# [Task to complete]
Return every line of the items that contains the word "roof", matching case exactly.

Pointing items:
## start

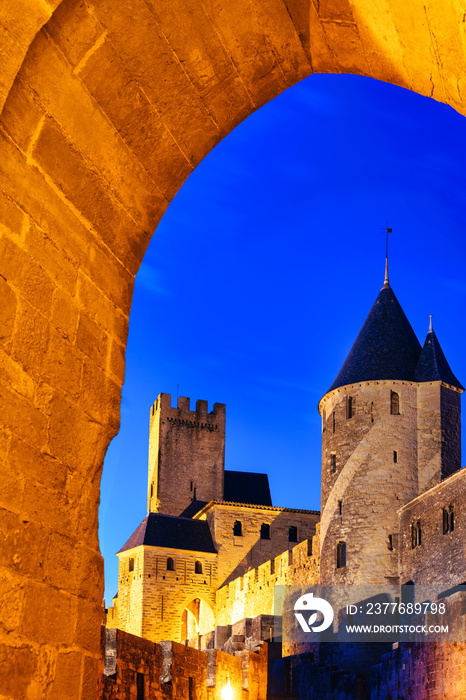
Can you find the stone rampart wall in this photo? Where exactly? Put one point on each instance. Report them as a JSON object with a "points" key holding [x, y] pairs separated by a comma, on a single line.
{"points": [[175, 672], [253, 594]]}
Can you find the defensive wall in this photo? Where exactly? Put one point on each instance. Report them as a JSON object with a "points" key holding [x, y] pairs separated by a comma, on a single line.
{"points": [[439, 516], [137, 668], [253, 594], [107, 108], [238, 554]]}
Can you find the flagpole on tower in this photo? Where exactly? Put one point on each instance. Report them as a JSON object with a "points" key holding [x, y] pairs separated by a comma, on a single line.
{"points": [[386, 282]]}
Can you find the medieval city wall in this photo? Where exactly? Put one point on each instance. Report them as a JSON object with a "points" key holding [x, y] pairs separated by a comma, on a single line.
{"points": [[252, 595], [176, 672], [190, 444], [151, 598], [375, 453], [236, 555], [439, 558]]}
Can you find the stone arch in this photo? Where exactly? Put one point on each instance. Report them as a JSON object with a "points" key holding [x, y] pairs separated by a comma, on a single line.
{"points": [[106, 109]]}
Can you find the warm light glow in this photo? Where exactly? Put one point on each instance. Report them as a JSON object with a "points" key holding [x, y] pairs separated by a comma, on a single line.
{"points": [[227, 692]]}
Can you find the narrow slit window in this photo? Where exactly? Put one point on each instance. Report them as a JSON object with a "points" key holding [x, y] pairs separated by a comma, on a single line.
{"points": [[238, 528], [140, 686], [394, 403], [341, 555], [448, 520], [416, 535], [265, 531]]}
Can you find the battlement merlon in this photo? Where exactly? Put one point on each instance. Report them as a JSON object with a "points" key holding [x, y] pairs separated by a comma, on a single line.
{"points": [[163, 405]]}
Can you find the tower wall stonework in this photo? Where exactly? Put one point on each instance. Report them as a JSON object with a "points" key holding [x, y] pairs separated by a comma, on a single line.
{"points": [[151, 598], [439, 432], [236, 555], [190, 445], [375, 473], [439, 558]]}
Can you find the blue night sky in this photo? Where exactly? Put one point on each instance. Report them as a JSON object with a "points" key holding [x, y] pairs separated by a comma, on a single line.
{"points": [[265, 266]]}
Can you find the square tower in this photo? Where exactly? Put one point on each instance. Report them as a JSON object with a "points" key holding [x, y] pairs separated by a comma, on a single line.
{"points": [[186, 454]]}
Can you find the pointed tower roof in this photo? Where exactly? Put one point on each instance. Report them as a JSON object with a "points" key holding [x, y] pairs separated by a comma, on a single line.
{"points": [[433, 365], [386, 347]]}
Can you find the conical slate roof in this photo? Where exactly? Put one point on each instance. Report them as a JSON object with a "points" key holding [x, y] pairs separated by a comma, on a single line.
{"points": [[433, 365], [386, 347]]}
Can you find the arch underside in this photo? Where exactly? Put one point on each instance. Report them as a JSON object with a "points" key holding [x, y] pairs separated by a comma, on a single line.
{"points": [[106, 109]]}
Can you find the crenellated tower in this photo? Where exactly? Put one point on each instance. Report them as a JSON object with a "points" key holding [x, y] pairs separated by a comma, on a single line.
{"points": [[186, 454], [390, 430]]}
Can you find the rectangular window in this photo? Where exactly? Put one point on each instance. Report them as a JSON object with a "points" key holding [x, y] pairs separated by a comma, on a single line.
{"points": [[139, 686], [448, 520], [265, 531], [341, 555], [191, 688], [394, 403]]}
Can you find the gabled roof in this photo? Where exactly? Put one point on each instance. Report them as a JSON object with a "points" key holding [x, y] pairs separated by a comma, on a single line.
{"points": [[172, 532], [433, 365], [247, 487], [193, 508], [386, 347]]}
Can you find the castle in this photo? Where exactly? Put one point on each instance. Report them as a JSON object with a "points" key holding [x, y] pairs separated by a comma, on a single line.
{"points": [[213, 546]]}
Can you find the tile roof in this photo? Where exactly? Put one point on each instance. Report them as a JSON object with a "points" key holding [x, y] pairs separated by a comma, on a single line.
{"points": [[247, 487], [433, 365], [172, 532], [386, 347]]}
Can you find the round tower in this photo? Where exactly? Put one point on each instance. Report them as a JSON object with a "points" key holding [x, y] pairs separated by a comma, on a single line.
{"points": [[373, 427]]}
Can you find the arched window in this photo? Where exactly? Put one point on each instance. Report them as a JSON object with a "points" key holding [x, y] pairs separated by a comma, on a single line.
{"points": [[265, 531], [238, 528], [341, 555], [416, 535], [394, 403]]}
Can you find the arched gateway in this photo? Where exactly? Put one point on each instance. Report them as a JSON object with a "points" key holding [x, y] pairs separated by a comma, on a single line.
{"points": [[107, 108]]}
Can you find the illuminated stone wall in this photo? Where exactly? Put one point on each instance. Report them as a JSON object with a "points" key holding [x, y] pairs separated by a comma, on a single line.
{"points": [[176, 672], [440, 558], [253, 594], [107, 108]]}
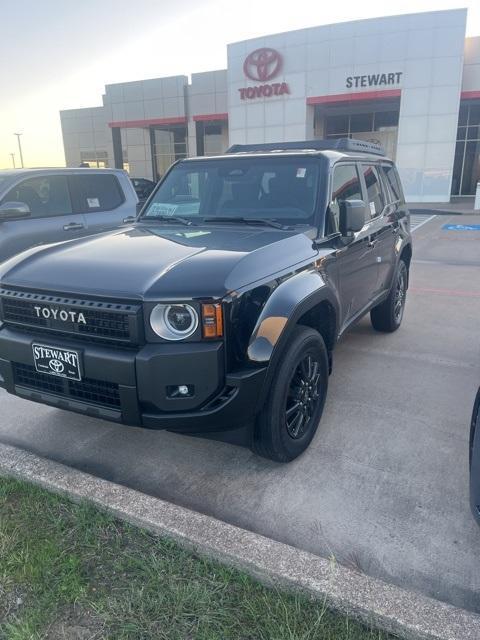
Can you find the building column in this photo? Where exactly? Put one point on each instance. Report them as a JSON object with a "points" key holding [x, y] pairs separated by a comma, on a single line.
{"points": [[117, 148]]}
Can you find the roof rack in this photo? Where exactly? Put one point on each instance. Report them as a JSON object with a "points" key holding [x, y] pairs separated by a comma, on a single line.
{"points": [[339, 144]]}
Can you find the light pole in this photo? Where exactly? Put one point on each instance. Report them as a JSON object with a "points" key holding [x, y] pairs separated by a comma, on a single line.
{"points": [[19, 147]]}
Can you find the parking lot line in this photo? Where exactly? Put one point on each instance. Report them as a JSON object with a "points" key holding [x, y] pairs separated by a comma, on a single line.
{"points": [[447, 292]]}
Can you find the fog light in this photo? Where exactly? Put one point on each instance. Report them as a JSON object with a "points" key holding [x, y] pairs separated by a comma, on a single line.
{"points": [[180, 391]]}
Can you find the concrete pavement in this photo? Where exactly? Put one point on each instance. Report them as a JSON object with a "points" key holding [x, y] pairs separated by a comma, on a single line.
{"points": [[384, 486]]}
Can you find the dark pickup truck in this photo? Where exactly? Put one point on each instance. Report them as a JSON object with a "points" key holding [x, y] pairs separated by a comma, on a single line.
{"points": [[217, 312]]}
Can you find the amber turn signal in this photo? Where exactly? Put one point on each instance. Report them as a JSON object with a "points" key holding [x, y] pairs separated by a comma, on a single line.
{"points": [[212, 320]]}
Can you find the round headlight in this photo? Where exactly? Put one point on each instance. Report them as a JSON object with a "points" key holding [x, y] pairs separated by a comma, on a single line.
{"points": [[174, 321]]}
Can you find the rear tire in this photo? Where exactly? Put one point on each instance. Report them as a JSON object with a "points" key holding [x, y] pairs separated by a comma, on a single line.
{"points": [[294, 405], [387, 316]]}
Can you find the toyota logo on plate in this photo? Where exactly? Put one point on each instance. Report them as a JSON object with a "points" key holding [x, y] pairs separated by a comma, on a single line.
{"points": [[262, 64], [56, 365]]}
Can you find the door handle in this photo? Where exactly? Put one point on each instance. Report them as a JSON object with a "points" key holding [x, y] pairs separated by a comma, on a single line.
{"points": [[73, 226]]}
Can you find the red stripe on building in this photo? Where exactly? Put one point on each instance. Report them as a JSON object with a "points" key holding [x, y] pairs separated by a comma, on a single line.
{"points": [[470, 95], [354, 97], [207, 117], [128, 124]]}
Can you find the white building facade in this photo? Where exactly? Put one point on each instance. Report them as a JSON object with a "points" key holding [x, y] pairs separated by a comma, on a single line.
{"points": [[411, 82]]}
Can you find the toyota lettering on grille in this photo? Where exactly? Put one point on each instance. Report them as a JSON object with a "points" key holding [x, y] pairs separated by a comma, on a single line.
{"points": [[48, 313]]}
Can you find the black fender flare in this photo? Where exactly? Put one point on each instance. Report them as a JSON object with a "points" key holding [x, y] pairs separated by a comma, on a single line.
{"points": [[287, 304]]}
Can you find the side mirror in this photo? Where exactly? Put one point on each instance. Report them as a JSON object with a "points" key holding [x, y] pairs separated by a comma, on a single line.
{"points": [[352, 216], [14, 210]]}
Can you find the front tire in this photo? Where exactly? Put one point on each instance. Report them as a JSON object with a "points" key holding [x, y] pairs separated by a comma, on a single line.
{"points": [[289, 419], [387, 316]]}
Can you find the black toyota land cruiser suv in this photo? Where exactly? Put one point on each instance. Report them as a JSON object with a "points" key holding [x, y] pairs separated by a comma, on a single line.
{"points": [[218, 310]]}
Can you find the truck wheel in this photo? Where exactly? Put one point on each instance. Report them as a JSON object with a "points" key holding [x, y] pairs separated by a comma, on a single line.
{"points": [[388, 315], [289, 419]]}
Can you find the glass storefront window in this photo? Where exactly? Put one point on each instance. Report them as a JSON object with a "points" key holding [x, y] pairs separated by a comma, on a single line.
{"points": [[466, 167], [169, 145], [213, 139], [337, 126], [361, 122], [386, 119]]}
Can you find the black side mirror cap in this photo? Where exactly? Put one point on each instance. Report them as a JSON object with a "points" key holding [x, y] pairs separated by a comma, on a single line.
{"points": [[14, 211], [352, 216]]}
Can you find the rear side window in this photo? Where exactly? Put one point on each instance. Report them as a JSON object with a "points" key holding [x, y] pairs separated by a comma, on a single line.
{"points": [[393, 182], [345, 186], [95, 192], [375, 197], [45, 196]]}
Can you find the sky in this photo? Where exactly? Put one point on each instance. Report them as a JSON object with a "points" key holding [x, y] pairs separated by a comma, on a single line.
{"points": [[59, 54]]}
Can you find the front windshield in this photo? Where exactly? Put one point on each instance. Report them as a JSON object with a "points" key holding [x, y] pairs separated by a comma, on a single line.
{"points": [[257, 188]]}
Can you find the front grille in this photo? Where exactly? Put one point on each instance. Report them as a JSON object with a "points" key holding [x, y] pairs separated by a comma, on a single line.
{"points": [[86, 319], [94, 392]]}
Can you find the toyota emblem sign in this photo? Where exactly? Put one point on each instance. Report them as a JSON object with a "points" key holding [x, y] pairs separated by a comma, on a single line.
{"points": [[262, 65]]}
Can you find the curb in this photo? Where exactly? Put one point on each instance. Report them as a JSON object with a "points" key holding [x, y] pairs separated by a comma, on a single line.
{"points": [[407, 614]]}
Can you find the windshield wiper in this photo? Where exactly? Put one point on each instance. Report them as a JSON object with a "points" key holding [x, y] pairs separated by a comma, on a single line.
{"points": [[184, 221], [242, 220]]}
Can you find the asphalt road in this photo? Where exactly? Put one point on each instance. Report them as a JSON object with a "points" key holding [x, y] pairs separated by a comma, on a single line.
{"points": [[383, 487]]}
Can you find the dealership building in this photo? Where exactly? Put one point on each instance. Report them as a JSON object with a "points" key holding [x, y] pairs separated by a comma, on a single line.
{"points": [[411, 82]]}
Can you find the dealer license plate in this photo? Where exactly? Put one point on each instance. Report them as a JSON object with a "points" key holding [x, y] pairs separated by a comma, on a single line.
{"points": [[53, 361]]}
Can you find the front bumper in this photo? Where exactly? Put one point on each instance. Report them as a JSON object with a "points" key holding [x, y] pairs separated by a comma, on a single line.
{"points": [[475, 460], [130, 386]]}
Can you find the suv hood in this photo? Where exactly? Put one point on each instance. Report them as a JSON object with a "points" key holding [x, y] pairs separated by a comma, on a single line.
{"points": [[160, 261]]}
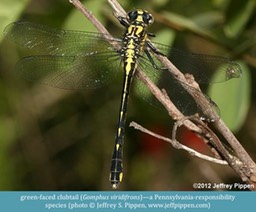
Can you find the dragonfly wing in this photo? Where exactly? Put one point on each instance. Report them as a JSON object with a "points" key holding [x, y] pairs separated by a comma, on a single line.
{"points": [[69, 72], [45, 40], [202, 66]]}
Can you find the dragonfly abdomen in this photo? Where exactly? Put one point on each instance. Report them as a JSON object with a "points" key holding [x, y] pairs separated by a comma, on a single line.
{"points": [[133, 45]]}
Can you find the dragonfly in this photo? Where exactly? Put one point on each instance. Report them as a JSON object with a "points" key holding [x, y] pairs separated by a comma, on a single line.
{"points": [[71, 59]]}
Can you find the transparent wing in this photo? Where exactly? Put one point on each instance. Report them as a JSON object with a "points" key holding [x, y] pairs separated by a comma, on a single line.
{"points": [[201, 66], [68, 59], [51, 41], [69, 72]]}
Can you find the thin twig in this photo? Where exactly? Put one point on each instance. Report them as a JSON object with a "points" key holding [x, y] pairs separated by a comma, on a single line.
{"points": [[178, 145]]}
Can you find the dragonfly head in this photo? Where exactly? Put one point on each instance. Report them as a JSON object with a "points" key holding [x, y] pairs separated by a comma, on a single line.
{"points": [[139, 16]]}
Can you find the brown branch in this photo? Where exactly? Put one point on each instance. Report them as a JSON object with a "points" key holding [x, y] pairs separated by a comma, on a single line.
{"points": [[248, 167], [177, 145]]}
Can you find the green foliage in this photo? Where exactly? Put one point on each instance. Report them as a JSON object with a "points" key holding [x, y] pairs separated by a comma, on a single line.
{"points": [[52, 139]]}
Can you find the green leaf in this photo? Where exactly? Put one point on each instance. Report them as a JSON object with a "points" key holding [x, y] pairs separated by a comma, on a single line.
{"points": [[10, 11], [233, 98], [237, 15]]}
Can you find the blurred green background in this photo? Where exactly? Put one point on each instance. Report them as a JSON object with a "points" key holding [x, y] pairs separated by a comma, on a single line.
{"points": [[53, 139]]}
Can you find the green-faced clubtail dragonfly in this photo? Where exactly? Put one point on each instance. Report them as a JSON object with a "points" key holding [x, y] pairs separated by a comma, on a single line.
{"points": [[85, 60]]}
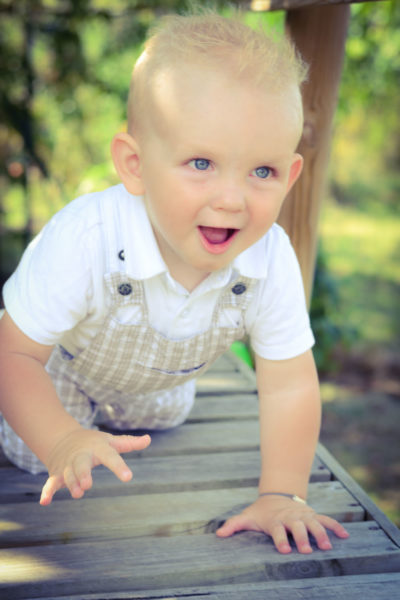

## end

# [Result of the exercise]
Can you find the pointed tower roof in this photo? Where exactly? Put one point on each instance. Report them as a JSON object with a "points" key holding [x, y] pairs separated by a comma, on a single line.
Can you find the conical slate roof in this photo? Where exactly? Put one point on each instance. Report them as a JSON object with a "points" key holding [x, y] pairs separated by a comma, on a single line.
Can you find the gabled roof in this photo? Where exactly? Put one point on each instance. Report them as a JSON object with a "points" key holding [x, y] pairs separated by a comma, on a single line.
Can you find the tile roof in this photo? Where exactly? Put one point on each instance. Report them as a JSON object with a "points" key holding [x, y] pairs separated by a comma, on a single line.
Can you find the roof rack in this photo? Where exactly? Put one point on each instance. Report them as a JSON object with a "points" key holding [x, y] pairs separated by a comma, on a single line.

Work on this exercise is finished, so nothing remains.